§ Page extract:
This fits in a Mad Millie water seal fermenting jug, adjust quantities to suit the container. If you don’t have a fermenting jar what you have will need to be burped daily.

  • 2500ml fresh lime juice
  • 75g salt

Method

  1. Pour lime juice into a clean fermentation jar (water-seal jar recommended).
  2. Stir in salt until completely dissolved.
  3. Cover loosely or seal with a water-seal lid if using one.
  4. Leave at room temperature, out of direct sun.
  5. Fermentation will be visible after 3–5 days: slight cloudiness, a few bubbles, a tangy smell.
  6. Taste after 2 weeks. The longer it sits, the more complex and funky the flavour becomes. At 2 weeks it’s mildly tangy; at 4 weeks it’s deeply savoury with fermented funk.
  7. When you’re happy with the flavour, seal it or transfer to storage bottles. Will keep indefinitely at room temperature in a sealed jar.

§ Short exercise 1: Repeat word for word the portion of the fermented lime juice recipe starting with "5. Fermentation will" and going on through "with fermented funk.".
§ Short exercise 2: Carry on the fermented lime juice recipe from the point at which it ends.

§ Extracted material:
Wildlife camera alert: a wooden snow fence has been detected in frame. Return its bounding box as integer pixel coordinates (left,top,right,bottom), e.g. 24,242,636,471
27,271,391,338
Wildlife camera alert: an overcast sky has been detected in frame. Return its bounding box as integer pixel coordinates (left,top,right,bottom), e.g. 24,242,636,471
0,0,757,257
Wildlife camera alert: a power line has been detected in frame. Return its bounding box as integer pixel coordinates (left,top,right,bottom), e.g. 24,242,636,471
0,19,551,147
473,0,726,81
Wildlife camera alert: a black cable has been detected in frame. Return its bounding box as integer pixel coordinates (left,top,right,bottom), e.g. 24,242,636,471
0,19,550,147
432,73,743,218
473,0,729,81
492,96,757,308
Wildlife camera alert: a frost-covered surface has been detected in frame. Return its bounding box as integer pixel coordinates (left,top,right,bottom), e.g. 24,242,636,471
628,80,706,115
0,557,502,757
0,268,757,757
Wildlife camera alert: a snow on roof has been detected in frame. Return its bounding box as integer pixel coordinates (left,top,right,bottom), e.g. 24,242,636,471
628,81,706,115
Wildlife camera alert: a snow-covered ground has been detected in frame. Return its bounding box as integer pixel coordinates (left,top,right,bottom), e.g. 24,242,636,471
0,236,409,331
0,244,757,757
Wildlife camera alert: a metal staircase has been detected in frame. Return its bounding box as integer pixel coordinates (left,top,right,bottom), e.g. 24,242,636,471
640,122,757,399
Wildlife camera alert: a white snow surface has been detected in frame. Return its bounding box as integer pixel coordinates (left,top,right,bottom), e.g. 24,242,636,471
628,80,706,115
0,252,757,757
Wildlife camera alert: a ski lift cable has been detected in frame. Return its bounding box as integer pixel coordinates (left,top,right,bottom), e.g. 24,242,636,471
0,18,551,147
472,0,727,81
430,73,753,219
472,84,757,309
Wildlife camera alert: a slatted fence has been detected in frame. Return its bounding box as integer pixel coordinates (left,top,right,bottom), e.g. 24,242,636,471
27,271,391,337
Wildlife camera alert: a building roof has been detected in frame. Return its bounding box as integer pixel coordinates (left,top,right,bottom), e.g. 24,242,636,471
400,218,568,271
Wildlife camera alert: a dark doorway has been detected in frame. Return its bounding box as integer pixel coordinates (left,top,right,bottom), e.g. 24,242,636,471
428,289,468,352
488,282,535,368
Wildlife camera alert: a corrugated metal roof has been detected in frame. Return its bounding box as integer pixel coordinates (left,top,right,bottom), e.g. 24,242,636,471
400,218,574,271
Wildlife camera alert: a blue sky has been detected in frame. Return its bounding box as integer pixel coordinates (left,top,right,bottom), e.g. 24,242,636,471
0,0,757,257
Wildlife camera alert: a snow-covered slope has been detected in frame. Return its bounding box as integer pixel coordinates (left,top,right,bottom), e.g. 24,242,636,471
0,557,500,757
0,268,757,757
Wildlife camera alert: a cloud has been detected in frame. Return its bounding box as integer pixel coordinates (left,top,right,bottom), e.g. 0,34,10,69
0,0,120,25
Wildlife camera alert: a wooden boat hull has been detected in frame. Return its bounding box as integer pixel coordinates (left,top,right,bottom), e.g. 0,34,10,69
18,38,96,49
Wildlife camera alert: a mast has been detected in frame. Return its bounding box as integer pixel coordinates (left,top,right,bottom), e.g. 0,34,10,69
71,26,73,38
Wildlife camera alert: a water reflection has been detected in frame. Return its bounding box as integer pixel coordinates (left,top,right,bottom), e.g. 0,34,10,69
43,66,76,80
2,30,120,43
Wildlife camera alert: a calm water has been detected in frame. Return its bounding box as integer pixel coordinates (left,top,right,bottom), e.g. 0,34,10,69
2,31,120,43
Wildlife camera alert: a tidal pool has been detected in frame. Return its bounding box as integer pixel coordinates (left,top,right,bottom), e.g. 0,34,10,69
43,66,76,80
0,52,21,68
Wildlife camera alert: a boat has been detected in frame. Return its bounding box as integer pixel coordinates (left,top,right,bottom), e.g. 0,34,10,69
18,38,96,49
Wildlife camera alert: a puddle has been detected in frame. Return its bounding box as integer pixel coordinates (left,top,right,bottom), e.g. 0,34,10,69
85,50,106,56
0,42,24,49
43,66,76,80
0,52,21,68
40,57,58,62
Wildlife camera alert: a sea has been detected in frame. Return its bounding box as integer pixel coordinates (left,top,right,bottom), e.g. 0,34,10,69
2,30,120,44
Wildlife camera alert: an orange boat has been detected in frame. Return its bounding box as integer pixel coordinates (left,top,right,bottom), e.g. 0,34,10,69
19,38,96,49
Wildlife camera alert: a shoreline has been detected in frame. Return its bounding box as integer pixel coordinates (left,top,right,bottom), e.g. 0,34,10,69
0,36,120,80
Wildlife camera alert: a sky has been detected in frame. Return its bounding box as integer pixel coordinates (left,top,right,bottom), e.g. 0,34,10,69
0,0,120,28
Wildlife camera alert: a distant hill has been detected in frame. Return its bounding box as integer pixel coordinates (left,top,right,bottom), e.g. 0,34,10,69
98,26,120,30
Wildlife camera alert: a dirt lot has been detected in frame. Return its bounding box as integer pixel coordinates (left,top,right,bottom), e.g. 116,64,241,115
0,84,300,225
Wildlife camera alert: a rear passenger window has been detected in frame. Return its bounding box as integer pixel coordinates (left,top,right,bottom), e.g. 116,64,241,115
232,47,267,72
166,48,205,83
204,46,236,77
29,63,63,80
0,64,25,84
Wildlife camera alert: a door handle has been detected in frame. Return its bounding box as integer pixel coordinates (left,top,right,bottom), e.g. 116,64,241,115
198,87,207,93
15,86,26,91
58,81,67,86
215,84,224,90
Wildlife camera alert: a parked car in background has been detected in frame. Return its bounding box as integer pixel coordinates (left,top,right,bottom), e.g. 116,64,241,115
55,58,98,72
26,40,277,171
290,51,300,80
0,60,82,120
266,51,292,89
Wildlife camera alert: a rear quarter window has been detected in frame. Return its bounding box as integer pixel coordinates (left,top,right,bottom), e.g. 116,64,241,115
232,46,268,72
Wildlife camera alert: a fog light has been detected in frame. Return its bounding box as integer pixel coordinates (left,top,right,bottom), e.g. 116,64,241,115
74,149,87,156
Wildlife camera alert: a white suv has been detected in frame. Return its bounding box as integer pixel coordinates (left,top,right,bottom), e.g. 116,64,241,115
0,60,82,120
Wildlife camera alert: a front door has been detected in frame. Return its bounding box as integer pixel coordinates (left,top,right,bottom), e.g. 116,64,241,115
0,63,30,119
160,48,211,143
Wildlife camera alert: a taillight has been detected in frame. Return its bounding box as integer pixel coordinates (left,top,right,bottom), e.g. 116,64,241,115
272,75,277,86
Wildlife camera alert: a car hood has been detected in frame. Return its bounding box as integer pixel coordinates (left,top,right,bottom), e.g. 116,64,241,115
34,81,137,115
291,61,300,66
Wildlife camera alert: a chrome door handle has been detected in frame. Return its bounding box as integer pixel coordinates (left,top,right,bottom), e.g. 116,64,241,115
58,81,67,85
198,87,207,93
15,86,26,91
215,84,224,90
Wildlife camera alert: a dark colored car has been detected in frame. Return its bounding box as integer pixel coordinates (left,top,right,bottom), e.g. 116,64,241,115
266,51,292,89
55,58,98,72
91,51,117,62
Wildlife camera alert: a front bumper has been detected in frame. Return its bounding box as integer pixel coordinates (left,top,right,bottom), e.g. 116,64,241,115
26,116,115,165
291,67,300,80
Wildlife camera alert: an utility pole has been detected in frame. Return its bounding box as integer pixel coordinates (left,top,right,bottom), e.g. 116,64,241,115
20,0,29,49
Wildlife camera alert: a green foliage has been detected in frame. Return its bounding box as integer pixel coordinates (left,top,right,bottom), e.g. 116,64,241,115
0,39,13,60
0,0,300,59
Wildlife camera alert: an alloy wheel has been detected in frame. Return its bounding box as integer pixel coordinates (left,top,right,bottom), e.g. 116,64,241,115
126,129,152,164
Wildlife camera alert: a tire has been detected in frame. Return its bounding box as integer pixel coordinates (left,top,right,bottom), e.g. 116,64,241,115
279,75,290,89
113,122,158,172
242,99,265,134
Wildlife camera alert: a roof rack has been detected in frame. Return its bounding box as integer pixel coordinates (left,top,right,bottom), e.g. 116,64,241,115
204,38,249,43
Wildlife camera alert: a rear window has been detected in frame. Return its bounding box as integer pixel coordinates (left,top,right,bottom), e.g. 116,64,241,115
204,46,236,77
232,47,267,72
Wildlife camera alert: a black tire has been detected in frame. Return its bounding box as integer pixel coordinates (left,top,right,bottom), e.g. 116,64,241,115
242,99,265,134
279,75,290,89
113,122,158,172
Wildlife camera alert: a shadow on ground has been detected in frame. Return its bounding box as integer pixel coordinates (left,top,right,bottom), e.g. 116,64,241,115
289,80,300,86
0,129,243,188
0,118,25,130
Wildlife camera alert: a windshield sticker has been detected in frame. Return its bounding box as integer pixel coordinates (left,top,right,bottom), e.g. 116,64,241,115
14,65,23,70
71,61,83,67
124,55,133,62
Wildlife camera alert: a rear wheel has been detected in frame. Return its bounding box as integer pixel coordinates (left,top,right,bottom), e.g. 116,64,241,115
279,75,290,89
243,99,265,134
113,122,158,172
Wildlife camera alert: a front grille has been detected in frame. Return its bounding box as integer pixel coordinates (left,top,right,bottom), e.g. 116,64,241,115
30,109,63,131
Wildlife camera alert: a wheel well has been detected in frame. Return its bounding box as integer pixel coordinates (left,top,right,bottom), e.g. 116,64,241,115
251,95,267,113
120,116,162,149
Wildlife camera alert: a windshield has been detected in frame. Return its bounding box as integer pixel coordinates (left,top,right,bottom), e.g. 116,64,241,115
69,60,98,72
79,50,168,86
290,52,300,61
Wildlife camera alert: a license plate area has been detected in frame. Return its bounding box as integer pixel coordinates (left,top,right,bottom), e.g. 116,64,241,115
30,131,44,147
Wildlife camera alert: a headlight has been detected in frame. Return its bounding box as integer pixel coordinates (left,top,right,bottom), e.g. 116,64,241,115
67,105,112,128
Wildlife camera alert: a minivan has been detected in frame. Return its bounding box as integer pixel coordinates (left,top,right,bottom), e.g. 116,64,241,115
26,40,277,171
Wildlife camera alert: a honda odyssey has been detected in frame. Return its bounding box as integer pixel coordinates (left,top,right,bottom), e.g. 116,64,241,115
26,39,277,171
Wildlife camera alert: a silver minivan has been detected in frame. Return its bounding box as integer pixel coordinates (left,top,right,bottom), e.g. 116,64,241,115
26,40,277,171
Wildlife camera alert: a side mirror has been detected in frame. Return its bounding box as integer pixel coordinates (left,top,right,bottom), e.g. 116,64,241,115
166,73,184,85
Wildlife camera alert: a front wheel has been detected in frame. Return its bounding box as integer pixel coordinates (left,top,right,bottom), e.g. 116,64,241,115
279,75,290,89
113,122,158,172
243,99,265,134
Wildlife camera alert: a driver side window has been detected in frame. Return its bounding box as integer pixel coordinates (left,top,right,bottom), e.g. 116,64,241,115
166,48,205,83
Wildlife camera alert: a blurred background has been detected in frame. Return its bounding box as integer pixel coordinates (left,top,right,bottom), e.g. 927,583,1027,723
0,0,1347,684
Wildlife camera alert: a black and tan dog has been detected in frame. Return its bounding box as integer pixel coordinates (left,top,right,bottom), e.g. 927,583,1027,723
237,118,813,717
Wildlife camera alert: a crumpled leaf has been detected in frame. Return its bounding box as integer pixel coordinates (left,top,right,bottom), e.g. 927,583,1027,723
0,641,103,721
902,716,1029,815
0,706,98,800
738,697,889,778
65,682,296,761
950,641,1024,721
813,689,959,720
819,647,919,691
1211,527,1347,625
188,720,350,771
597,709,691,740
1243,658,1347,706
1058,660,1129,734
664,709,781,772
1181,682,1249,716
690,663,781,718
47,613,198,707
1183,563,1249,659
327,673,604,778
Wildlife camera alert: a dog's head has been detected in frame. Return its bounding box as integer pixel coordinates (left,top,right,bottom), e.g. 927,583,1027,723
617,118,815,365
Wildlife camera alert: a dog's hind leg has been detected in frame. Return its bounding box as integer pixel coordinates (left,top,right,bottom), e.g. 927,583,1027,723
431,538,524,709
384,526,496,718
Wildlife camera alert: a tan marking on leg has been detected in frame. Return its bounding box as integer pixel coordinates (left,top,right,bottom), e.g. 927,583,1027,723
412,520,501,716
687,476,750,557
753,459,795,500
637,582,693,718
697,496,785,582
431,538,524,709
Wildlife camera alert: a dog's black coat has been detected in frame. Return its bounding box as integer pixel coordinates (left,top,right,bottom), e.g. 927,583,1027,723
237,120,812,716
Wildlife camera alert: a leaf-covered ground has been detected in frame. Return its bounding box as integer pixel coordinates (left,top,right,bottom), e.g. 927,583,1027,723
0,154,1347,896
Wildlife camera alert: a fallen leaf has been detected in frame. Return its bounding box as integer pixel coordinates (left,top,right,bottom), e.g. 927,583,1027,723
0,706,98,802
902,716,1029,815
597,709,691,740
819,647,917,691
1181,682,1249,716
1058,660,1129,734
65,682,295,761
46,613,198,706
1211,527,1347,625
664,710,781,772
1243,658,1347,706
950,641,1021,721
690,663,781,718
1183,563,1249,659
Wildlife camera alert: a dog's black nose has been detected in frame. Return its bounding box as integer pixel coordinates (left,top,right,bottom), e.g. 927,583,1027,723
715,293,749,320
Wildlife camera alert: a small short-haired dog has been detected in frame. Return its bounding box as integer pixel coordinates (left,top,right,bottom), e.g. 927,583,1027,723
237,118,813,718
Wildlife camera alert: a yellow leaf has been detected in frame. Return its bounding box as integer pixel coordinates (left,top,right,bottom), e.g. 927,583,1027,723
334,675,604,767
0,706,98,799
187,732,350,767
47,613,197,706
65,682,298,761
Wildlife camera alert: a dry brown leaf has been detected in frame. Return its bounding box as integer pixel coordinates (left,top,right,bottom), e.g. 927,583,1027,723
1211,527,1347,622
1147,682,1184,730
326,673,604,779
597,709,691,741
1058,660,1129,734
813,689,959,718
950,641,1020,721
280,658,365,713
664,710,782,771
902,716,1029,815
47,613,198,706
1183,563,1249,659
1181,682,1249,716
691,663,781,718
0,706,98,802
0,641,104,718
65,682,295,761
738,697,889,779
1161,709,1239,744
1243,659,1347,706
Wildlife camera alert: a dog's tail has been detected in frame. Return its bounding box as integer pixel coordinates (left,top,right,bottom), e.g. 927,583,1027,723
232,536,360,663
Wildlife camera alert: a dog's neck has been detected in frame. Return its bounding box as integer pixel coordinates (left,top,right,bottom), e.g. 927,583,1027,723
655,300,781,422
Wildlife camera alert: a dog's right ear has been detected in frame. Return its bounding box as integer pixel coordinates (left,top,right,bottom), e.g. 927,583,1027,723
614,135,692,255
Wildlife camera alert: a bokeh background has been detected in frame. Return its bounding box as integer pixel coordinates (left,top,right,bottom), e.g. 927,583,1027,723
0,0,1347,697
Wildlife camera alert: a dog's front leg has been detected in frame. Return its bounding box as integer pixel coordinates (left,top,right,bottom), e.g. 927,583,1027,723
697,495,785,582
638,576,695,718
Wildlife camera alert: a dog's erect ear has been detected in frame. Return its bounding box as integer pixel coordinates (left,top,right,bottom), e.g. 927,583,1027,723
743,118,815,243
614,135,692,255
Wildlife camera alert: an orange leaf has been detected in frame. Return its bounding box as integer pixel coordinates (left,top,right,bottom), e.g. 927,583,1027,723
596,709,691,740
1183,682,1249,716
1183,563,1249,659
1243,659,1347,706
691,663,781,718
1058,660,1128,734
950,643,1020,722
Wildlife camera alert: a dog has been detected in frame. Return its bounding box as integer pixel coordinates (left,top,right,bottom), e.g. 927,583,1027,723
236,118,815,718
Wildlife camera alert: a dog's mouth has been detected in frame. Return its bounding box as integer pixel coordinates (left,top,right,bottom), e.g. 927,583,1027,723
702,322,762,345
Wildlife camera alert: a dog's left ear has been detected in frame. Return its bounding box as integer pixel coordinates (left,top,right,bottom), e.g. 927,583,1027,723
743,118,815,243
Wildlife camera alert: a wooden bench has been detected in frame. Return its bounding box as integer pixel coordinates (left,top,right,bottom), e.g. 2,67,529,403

§ Response 1:
5. Fermentation will be visible after 3–5 days: slight cloudiness, a few bubbles, a tangy smell.
  6. Taste after 2 weeks. The longer it sits, the more complex and funky the flavour becomes. At 2 weeks it’s mildly tangy; at 4 weeks it’s deeply savoury with fermented funk.

§ Response 2:
Serving suggestions

Use it as you would a fermented condiment—a splash in soups and stews for depth, in dressings and marinades, in sauces where you’d normally use lemon juice but want something with more character. It’s particularly good with Asian dishes, seafood, and anywhere you want fermented tang without fresh citrus. A little goes a long way.

Notes

All three preserve your lime glut in completely different ways. The cordial is straightforward and useful; the Skeeter pee is a fermented drink and genuinely interesting; the salt-fermented is a pantry workhorse. Start with the cordial if you want something guaranteed to work. The fermented versions need only patience and basic hygiene—they’re safe as long as you keep them clean and covered.

If your limes are particularly acidic (which they usually are), the cordial can handle it; the Skeeter pee will be slightly tarter but still pleasant; the salt-fermented will develop complex acidity that actually works in your favour. None of these are fussy. They’re all designed to work without special equipment or skills.